*TASK DESCRIPTION*. Please reproduce every line of the records below, requests included, but multiply each coordinate in the answers by 1.6 and round to the nearest whole number, with halves rounded up; leave the coordinates in the requests and their sample formats unchanged. Omit the pictures from your reply.

##### DATA EXTRACT

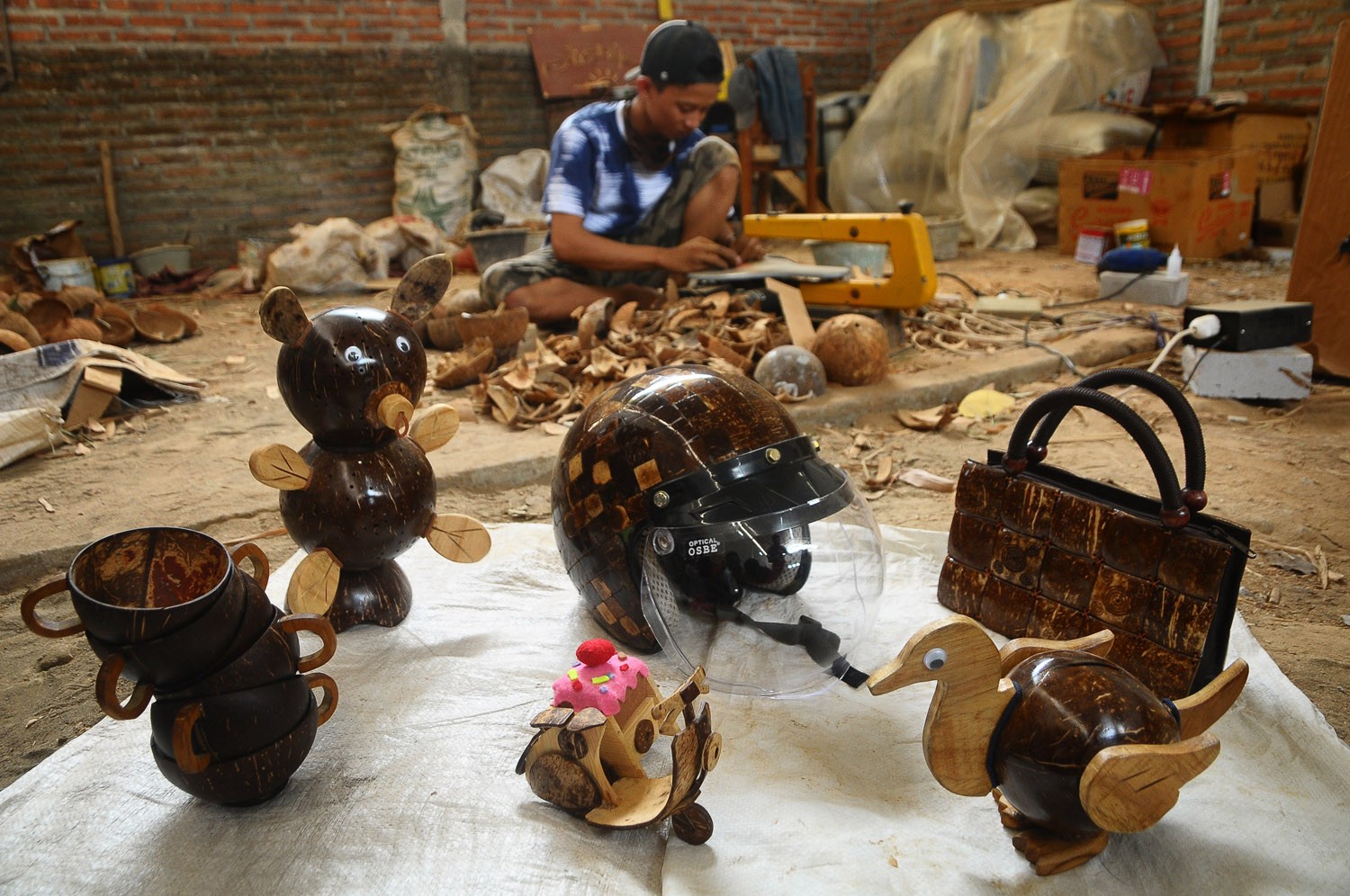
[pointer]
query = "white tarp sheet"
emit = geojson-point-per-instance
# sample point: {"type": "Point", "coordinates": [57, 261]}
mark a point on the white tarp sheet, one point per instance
{"type": "Point", "coordinates": [410, 787]}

##########

*EXERCISE RESULT*.
[pointer]
query = "white tarp sheet"
emit = geojson-point-per-instance
# sample point: {"type": "Point", "coordinates": [57, 261]}
mark a point on the white tarp sheet, one point per instance
{"type": "Point", "coordinates": [656, 1259]}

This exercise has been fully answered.